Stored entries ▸
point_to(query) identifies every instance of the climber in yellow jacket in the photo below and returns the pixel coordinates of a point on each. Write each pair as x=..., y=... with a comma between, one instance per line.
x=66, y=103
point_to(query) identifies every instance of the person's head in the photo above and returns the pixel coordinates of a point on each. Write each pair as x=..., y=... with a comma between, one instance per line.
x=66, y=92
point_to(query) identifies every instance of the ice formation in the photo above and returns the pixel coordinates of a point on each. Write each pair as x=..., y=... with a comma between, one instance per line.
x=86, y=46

Work instructions ▸
Your task is to repeat the data exactly, with nothing left out.

Written solution ▸
point_to(query) identifies every instance of the climber in yellow jacket in the photo below and returns the pixel coordinates of a point on each. Write each pair as x=..., y=... with a comma between, one instance per line.
x=66, y=103
point_to(query) identifies every instance of the person's head in the photo above and returns the pixel coordinates of a point on each. Write each pair as x=..., y=... with a comma between, one instance per line.
x=66, y=92
point_to(query) identifies every instance of the ice formation in the photo above and returns the pixel coordinates of a point on each. Write each pair as x=..., y=... with a comma between, one instance per line.
x=86, y=46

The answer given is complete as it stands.